DIRECTION> Copy every item below word for word, leaving out the pictures.

[Stored items from a collection]
§

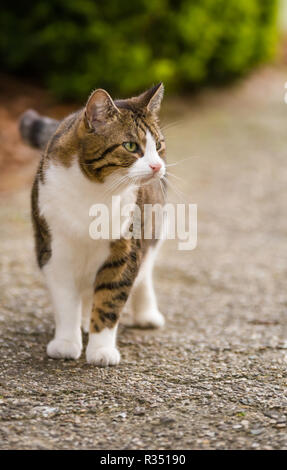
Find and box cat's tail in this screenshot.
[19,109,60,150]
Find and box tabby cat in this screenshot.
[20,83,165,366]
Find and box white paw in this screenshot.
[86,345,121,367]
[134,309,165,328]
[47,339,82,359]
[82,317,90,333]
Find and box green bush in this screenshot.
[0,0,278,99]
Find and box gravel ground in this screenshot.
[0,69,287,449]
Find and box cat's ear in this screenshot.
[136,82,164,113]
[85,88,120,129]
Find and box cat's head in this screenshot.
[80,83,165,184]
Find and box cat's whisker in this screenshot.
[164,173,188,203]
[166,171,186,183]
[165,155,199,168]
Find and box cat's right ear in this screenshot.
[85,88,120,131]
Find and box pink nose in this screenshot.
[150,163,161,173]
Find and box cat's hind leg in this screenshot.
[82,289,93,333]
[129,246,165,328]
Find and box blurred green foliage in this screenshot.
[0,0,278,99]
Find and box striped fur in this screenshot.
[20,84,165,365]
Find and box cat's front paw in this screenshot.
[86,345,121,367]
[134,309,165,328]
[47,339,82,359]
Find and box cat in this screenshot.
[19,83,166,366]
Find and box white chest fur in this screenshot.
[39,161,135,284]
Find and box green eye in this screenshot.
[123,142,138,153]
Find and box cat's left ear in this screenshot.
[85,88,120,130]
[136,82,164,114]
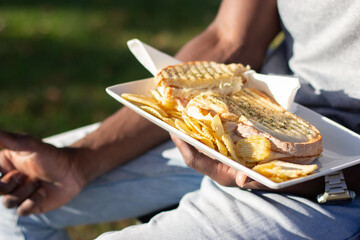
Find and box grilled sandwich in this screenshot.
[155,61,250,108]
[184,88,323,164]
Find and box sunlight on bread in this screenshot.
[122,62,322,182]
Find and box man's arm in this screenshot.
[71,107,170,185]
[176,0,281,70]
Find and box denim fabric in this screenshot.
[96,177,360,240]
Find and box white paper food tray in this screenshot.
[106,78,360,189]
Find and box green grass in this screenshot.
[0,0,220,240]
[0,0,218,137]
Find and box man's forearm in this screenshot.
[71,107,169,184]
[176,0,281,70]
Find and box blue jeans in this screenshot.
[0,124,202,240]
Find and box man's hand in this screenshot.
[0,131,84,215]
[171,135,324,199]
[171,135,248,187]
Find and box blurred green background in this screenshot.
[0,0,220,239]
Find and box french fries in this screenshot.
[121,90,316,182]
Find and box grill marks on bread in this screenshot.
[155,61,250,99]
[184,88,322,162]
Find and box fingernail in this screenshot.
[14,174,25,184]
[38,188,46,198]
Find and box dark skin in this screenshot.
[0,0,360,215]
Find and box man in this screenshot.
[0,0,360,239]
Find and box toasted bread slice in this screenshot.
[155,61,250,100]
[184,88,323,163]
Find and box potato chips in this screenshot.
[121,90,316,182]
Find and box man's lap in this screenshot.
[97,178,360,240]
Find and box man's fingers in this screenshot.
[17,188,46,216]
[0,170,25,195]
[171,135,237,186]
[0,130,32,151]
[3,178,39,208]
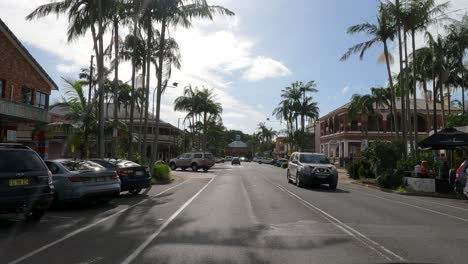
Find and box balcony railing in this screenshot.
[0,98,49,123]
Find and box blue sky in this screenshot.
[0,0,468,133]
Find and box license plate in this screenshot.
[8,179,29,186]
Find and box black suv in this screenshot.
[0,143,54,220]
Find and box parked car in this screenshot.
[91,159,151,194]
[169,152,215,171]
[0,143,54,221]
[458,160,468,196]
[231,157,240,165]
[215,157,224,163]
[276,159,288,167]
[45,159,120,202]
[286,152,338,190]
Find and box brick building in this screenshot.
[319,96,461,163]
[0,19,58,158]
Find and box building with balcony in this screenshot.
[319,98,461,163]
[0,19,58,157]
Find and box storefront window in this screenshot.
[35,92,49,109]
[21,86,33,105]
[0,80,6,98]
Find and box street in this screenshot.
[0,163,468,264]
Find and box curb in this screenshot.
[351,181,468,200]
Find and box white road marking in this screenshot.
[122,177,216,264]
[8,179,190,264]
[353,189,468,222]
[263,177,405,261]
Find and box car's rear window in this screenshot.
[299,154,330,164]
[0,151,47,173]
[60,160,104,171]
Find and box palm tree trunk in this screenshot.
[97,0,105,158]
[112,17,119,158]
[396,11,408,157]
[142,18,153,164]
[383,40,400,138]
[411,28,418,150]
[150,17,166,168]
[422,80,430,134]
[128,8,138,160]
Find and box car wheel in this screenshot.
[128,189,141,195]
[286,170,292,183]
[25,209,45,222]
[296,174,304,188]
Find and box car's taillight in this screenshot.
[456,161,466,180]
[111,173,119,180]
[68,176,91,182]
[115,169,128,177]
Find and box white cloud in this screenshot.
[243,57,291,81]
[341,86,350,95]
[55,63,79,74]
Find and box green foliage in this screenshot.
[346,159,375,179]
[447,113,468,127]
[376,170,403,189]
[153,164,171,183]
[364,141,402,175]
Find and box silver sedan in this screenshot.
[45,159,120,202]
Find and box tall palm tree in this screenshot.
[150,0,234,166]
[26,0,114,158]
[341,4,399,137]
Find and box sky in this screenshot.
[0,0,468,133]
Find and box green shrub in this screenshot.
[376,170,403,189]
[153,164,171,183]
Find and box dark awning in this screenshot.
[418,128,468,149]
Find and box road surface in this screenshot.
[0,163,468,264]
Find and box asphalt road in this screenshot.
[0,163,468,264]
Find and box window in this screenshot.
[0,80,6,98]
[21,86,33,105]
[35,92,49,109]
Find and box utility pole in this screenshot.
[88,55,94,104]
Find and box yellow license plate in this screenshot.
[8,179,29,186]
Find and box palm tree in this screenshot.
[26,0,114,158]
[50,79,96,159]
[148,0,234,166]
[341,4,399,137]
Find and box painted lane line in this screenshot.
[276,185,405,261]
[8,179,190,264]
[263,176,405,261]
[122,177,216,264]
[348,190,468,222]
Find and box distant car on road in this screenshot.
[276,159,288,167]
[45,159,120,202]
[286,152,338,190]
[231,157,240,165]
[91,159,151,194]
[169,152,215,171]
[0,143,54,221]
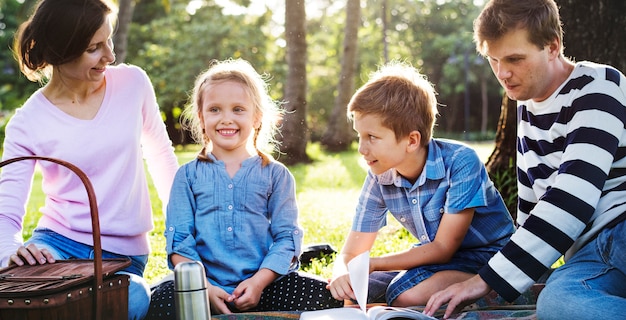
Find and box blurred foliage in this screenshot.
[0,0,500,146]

§

RESULT FOR THIS TASK>
Find and box cat's tail in this screenshot.
[19,109,60,150]
Find and box tabby cat in this screenshot.
[20,83,165,366]
Find and box white paw in this screenshot.
[86,345,121,367]
[134,309,165,328]
[47,339,82,359]
[82,317,90,333]
Find and box green bush in this screenshot.
[0,0,278,99]
Find and box gravel ground in this screenshot.
[0,69,287,449]
Find and box cat's ear in this screenshot.
[136,82,164,113]
[85,88,120,129]
Find and box cat's head in this screenshot.
[80,83,165,184]
Find and box cat's whisker in this screenshot.
[164,173,188,203]
[166,171,186,183]
[165,155,199,168]
Find and box cat's right ear in this screenshot.
[85,88,120,131]
Find and box pink nose in this screenshot.
[150,163,161,173]
Find and box cat's hind leg in this screenshot.
[82,289,93,333]
[129,246,165,328]
Find and box blurred green foliage in this screenshot.
[0,0,278,99]
Find and box striped fur in this screenshot.
[20,84,165,365]
Find and box cat's front paw in this screenshot.
[86,345,121,367]
[134,309,165,328]
[47,339,82,359]
Find and box cat in this screenshot.
[19,83,166,366]
Find and box white chest fur in this screenshot.
[39,161,135,284]
Find and box green eye in this screenshot.
[123,142,138,153]
Find and box cat's left ear in this screenshot.
[85,88,120,130]
[136,82,164,114]
Find and box grilled sandwich in this screenshot.
[155,61,250,108]
[184,88,323,164]
Find and box sunlight on bread in this screenshot.
[122,62,322,182]
Find and box man's arm in this screenshot.
[71,107,170,185]
[176,0,281,70]
Find and box denim fabric in this screenshot.
[96,177,360,240]
Find and box white paper food tray in this screenshot.
[106,78,360,189]
Find and box green grass in this screenshot.
[0,0,220,240]
[0,0,218,137]
Find and box man's forearm in this screenshot.
[71,107,169,184]
[176,0,281,70]
Find and box blue jeans in this screenshot.
[0,124,202,240]
Find and box man's hand in this screenshot.
[0,131,84,215]
[171,135,324,199]
[171,135,248,187]
Find and box blurred green background in this screenshot.
[0,0,220,239]
Find and box french fries in this screenshot.
[121,90,316,182]
Find and box grill marks on bread in this screenshot.
[155,61,250,99]
[184,88,322,162]
Find and box fingernail in this screenshot.
[14,174,25,184]
[38,188,46,198]
Find and box dark skin in this screenshot.
[0,0,360,215]
Find and box man in this screenshot.
[0,0,360,239]
Find and box toasted bread slice in this screenshot.
[155,61,250,100]
[184,88,323,163]
Find and box potato chips in this screenshot.
[121,90,316,182]
Find and box man's lap in this screenshot.
[97,178,360,240]
Find and box man's fingers in this screenshot.
[17,188,46,216]
[0,170,25,195]
[171,135,237,186]
[0,130,32,151]
[3,178,39,208]
Find and box balcony railing in this screenshot.
[0,98,49,123]
Find and box blue sky in this screenshot.
[0,0,468,133]
Find and box license plate in this screenshot.
[8,179,29,186]
Find and box black suv in this screenshot.
[0,143,54,220]
Find and box parked car in this screenshot.
[91,159,151,194]
[169,152,215,171]
[0,143,54,221]
[458,160,468,196]
[231,157,240,165]
[215,157,224,163]
[276,159,288,167]
[45,159,120,202]
[286,152,338,190]
Find and box brick building in this screenshot.
[319,96,461,163]
[0,19,58,158]
Find and box building with balcony in this screenshot.
[319,98,461,163]
[0,19,58,157]
Find and box storefront window in this screenshot.
[35,92,49,109]
[21,86,33,105]
[0,80,6,98]
Find and box street in this screenshot.
[0,163,468,264]
Find and box curb in this screenshot.
[351,181,468,200]
Find and box white road marking in this screenshot.
[122,177,216,264]
[8,179,190,264]
[353,189,468,222]
[263,177,405,261]
Find and box car's rear window in this screenshot.
[299,154,330,164]
[0,151,47,173]
[60,160,104,171]
Find and box palm tree trunk in this screenshot.
[97,0,105,158]
[112,17,119,158]
[396,11,408,157]
[142,18,153,164]
[383,40,400,138]
[411,28,418,150]
[150,17,166,168]
[422,80,430,134]
[128,8,138,160]
Find and box car wheel in this screenshot.
[128,189,141,195]
[286,170,292,183]
[25,209,45,222]
[296,174,304,188]
Find and box car's taillight in this screenshot.
[456,161,466,180]
[111,173,119,180]
[68,176,91,182]
[115,169,128,177]
Find and box white cloud in this screenshot.
[243,57,291,81]
[341,86,350,95]
[55,63,79,74]
Find and box green foliage in this screenshot.
[346,159,375,179]
[447,113,468,127]
[376,170,403,189]
[153,164,171,183]
[364,141,402,175]
Find and box silver sedan in this screenshot.
[45,159,120,202]
Find and box tall palm tree in this screenshot.
[150,0,234,166]
[26,0,114,158]
[341,4,399,137]
Find and box sky in this screenshot.
[0,0,468,133]
Find and box green shrub in this screenshot.
[376,170,403,189]
[153,164,171,183]
Find and box dark awning in this screenshot.
[418,128,468,149]
Find and box road surface in this screenshot.
[0,163,468,264]
Find and box asphalt road in this screenshot.
[0,163,468,264]
Find and box window in this screenshot.
[0,80,6,98]
[21,86,33,105]
[35,92,49,109]
Find and box utility pole in this screenshot.
[88,55,94,104]
Find and box yellow license plate in this screenshot.
[8,179,29,186]
Find and box palm tree in this screenshot.
[26,0,114,158]
[50,79,96,159]
[148,0,234,166]
[341,4,399,137]
Find and box painted lane line in this screenshot.
[276,185,405,261]
[8,179,190,264]
[263,176,405,261]
[122,177,216,264]
[348,190,468,222]
Find and box distant car on road in this screenshot.
[276,159,288,167]
[45,159,120,202]
[286,152,338,190]
[231,157,240,165]
[91,159,151,194]
[169,152,215,171]
[0,143,54,221]
Find and box blurred foliage in this screenshot.
[0,0,500,146]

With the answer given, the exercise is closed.